Given exercise 1 -> In the pollinator gardening post, rewrite the paragraph starting "My garden is a bit of a haphazard mix" as a short bulleted list that keeps its main facts.
Given exercise 2 -> According to the pollinator gardening post, how did plants come to be in the writer's garden? List every way it names.
Given exercise 3 -> Reproduce the pollinator gardening post word for word, from "My garden is" to "look at too.".

Year of Environmental Actions: Gardening for Pollinators

5th May 2022


The amount of land covered by gardens in the UK is over four and a half times that our our nature reserves.  With urbanisation and intensive agriculture pushing nature to the margins, if we are lucky enough to have some outside space, we have an opportunity to really help the nature on our doorstep – and enjoy a beautiful garden too.  Last month I blogged about how I create wildlife habitats in the garden. Now the gardening year is in full swing, I’m focusing on how planting can support the bees, butterflies and other pollinators and help stop their steady decline.

My garden is a bit of a haphazard mix of plants; the ones I have sown and planted, and the ones that have self-seeded which seem to thrive much better.  I would not describe myself as a green-fingered gardener, but an enthusiastic amateur with a trial and error approach to what works.  Here are some I have found to be popular from the insects’ perspective, which are easy to grow and beautiful to look at too.

Information provided ->
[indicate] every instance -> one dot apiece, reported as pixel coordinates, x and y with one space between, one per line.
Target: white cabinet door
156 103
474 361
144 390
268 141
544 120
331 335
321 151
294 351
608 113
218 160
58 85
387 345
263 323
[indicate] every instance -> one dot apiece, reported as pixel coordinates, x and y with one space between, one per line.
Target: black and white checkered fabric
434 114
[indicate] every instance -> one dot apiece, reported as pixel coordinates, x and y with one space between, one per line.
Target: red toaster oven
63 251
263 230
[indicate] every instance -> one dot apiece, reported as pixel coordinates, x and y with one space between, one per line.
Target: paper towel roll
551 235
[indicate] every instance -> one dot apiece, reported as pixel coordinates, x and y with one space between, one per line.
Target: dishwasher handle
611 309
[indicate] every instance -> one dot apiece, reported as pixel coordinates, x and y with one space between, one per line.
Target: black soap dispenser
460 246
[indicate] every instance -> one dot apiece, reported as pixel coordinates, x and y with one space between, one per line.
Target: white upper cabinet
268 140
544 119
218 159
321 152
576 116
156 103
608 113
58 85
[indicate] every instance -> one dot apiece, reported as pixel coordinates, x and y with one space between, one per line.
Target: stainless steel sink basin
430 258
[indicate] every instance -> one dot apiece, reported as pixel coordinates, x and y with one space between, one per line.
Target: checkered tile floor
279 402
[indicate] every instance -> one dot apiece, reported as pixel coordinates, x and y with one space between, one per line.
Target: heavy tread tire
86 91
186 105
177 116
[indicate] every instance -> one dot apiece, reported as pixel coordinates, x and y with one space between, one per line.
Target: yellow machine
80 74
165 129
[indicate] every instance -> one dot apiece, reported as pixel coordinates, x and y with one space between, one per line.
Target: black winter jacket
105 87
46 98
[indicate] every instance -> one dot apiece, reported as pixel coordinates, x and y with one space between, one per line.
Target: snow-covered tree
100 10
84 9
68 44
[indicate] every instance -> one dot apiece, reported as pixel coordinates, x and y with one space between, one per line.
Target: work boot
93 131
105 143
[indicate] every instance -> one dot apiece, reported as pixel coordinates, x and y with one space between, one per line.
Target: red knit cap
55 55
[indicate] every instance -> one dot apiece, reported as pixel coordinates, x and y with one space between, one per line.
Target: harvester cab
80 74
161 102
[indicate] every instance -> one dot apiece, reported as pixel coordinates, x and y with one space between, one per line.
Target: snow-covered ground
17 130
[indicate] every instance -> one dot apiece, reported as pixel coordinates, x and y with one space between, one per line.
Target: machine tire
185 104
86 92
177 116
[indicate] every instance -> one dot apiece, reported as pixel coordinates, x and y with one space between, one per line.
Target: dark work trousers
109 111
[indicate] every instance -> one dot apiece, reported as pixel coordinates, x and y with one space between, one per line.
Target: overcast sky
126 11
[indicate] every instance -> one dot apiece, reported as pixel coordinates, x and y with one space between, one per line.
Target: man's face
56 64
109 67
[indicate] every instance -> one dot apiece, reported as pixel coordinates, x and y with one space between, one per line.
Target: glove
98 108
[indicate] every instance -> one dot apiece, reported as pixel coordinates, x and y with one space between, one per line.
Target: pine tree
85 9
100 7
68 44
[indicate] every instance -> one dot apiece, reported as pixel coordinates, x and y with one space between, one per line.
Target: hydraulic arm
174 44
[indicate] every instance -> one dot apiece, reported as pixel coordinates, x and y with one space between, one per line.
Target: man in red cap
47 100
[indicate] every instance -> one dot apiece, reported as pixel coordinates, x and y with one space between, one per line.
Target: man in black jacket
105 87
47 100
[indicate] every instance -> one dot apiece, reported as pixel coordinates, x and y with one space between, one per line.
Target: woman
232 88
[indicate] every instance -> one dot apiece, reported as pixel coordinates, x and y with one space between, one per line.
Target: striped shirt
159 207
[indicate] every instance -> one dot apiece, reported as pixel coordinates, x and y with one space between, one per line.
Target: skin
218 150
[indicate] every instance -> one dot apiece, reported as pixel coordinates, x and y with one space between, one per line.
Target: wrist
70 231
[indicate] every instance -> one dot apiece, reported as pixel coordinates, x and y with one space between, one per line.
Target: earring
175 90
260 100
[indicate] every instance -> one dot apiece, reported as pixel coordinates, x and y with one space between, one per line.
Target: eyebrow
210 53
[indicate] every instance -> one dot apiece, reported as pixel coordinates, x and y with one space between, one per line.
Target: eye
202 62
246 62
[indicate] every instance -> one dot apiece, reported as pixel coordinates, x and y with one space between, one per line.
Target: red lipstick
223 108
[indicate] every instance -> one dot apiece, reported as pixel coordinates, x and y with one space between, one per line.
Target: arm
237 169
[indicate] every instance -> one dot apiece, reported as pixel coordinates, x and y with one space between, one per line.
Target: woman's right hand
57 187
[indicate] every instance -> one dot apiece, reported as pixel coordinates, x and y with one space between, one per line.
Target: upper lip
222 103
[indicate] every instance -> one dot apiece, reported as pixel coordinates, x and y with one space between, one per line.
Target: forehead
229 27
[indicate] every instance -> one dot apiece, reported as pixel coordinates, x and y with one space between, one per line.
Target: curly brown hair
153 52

Worked solution 1 ->
- The garden holds a haphazard mix of plants: some the writer sowed and planted, and some that self-seeded and seem to thrive much better.
- The writer is not a green-fingered gardener but an enthusiastic amateur who learns by trial and error.
- The writer shares some plants that insects find popular, that are easy to grow and that are beautiful to look at.

Worked solution 2 ->
- Sown
- Planted
- Self-seeded

Worked solution 3 ->
My garden is a bit of a haphazard mix of plants; the ones I have sown and planted, and the ones that have self-seeded which seem to thrive much better.  I would not describe myself as a green-fingered gardener, but an enthusiastic amateur with a trial and error approach to what works.  Here are some I have found to be popular from the insects’ perspective, which are easy to grow and beautiful to look at too.